**Source excerpt**.
Also post output of:

cat /etc/resolv.conf


----------



## kkid106 (Sep 21, 2011)

*ping*


> ping -c4 192.168.1.254
> PING 192.168.1.254 (192.168.1.254) 56(84) bytes of data.
> 64 bytes from 192.168.1.254: icmp_req=1 ttl=64 time=267 ms
> 64 bytes from 192.168.1.254: icmp_req=2 ttl=64 time=187 ms
> ...



*resolv.conf*


> # Dynamic resolv.conf(5) file for glibc resolver(3) generated by resolvconf(8)
> # DO NOT EDIT THIS FILE BY HAND -- YOUR CHANGES WILL BE OVERWRITTEN
> nameserver 127.0.1.1
> search lan


----------



## hal8000 (Dec 23, 2006)

Here's your problem:


ping -c4 192.168.1.254
PING 192.168.1.254 (192.168.1.254) 56(84) bytes of data.
64 bytes from 192.168.1.254: icmp_req=1 ttl=64 time=267 ms
64 bytes from 192.168.1.254: icmp_req=2 ttl=64 time=187 ms
64 bytes from 192.168.1.254: icmp_req=3 ttl=64 time=107 ms
64 bytes from 192.168.1.254: icmp_req=4 ttl=64 time=27.8 ms


Absolutely HUGE latency of Biblical proportions.

This sort of wireless latency is generally caused by co-channel interference.
Your wireless channel by default will be set to 1,6 or 11, as will your neighbours.
Those are huge delays, but resolv.conf also is not right.

What you need to do is configure your router (by ethernet on one computer) and change the wireless channel. Try channel 2,3,4,5,7,8,9,10 in turn and then ping your router (from a wireless laptop)

Delay should always be less than 5ms, ideally less than 1ms. This is what mine
looks like on ethernet:

PING 192.168.254.254 (192.168.254.254) 56(84) bytes of data.
64 bytes from 192.168.254.254: icmp_req=1 ttl=255 time=2.40 ms
64 bytes from 192.168.254.254: icmp_req=2 ttl=255 time=0.663 ms
64 bytes from 192.168.254.254: icmp_req=8 ttl=255 time=0.954 ms


Different delays are just dependent on if someone else is using your network
or if the router is busy.

Resolv.conf also does not look correct.
It should contain either the gateway of your router, Open DNS or your ISP's
domain name servers. My router GW is 192.168.254.254 so my resolf.conf 
has an entry:
nameserver 192.168.254.254

If you are using DHCP then the IP address should be automatically obtained, if using
ststic then you can manually enter your router GW or use google 8.8.8.8 etc.

If you are using a mixture of static and DHCP addresses, then make sure that the router LAN pool starts handing out DHCP address at a particular address e.g.
192.168.1.64 This would allow you to assign 63 static addresses to devices if required.

Lastly, although you did not state your ISP or make/model router it may be worth googling to see if it has any known problems. Some routers were notorisiously flaky on certain wireless channels.


----------



## kkid106 (Sep 21, 2011)

I'll try all of that, thanks.

Your comment about Biblical proportions made me laugh 



If the problem is the wireless channel, why would only Ubuntu be affected and no other OS? (Tested with windows 7, windows vista, android 2.3, Ubuntu 12.04 and Ubuntu 12.10)


----------



## hal8000 (Dec 23, 2006)

kkid106 said:


> I'll try all of that, thanks.
> 
> Your comment about Biblical proportions made me laugh
> 
> ...

**Aim**. Reproduce the passage of the forum thread that begins with the words containing "This sort of" and ends with "a wireless laptop)". Work from the forum thread alone.

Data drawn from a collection

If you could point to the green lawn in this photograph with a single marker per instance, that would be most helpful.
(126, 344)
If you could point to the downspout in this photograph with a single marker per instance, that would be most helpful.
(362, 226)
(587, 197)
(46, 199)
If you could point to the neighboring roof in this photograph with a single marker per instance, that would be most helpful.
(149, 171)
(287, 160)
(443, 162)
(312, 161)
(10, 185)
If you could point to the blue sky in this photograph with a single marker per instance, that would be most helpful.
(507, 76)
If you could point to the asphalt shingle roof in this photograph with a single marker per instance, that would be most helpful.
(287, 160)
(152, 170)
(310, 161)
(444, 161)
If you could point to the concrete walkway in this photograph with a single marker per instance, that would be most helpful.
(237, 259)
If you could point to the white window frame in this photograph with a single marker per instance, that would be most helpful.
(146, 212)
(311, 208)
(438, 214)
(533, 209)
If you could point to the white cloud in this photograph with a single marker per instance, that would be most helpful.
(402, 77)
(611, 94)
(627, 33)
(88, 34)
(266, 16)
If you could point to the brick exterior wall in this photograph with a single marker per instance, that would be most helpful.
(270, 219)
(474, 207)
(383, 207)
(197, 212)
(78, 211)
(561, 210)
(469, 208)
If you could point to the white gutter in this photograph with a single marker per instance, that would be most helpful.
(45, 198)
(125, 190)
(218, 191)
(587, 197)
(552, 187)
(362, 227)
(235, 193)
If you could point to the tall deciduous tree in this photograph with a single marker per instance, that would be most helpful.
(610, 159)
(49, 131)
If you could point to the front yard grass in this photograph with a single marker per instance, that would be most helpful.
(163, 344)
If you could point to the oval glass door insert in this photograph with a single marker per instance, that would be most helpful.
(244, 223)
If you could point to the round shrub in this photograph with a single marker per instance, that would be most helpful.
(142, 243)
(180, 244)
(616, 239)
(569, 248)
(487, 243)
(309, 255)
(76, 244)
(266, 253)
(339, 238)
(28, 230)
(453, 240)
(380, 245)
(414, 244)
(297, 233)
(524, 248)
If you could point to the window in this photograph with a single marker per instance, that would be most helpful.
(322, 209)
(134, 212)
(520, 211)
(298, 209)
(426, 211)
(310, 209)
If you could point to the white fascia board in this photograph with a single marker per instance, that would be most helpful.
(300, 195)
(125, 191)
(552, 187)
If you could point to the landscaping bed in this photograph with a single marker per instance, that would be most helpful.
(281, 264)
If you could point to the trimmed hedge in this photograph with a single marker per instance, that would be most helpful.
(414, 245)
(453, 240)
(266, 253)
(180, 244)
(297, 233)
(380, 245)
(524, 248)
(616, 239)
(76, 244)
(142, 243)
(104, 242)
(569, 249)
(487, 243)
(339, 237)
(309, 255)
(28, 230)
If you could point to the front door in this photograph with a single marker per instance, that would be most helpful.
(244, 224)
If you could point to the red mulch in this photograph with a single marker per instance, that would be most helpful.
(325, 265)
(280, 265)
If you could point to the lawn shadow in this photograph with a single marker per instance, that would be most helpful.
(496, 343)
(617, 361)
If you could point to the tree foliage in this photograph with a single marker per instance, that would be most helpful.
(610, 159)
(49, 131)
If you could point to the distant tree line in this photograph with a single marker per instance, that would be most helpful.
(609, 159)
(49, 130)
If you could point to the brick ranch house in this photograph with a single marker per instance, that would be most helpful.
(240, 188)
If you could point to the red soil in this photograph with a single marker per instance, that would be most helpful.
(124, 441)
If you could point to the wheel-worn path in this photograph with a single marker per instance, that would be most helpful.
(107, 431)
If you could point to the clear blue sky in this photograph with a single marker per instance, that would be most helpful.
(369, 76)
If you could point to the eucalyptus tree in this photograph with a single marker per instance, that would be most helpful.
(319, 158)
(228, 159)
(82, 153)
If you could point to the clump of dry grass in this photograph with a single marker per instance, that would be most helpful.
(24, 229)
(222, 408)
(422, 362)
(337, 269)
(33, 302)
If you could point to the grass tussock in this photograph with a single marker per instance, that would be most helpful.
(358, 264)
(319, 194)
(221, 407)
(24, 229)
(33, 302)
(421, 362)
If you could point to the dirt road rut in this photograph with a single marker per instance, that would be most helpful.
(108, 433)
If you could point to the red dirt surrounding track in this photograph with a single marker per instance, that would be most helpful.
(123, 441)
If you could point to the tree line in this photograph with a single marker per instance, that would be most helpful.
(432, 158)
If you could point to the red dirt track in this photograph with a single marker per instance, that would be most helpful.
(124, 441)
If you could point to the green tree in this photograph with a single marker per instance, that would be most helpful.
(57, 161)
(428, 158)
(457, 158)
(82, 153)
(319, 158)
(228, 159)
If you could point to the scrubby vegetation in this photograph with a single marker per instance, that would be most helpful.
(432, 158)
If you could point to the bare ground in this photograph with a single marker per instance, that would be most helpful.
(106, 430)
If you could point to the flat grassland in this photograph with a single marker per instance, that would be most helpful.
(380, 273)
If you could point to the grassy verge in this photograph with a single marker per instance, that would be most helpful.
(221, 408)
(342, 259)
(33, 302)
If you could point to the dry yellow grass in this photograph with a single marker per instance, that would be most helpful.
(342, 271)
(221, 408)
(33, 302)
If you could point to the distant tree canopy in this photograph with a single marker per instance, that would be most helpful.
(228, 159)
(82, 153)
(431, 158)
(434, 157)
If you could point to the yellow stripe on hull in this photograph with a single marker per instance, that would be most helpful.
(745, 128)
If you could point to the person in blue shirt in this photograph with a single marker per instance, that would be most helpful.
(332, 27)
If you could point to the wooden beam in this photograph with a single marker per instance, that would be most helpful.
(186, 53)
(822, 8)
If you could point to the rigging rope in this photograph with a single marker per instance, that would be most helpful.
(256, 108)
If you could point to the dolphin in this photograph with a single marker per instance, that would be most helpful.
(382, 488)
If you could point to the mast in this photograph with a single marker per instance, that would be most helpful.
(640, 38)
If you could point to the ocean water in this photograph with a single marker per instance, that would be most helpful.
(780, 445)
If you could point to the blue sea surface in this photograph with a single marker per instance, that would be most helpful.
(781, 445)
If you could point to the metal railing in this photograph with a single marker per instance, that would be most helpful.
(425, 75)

**The output**.
This sort of wireless latency is generally caused by co-channel interference.
Your wireless channel by default will be set to 1,6 or 11, as will your neighbours.
Those are huge delays, but resolv.conf also is not right.

What you need to do is configure your router (by ethernet on one computer) and change the wireless channel. Try channel 2,3,4,5,7,8,9,10 in turn and then ping your router (from a wireless laptop)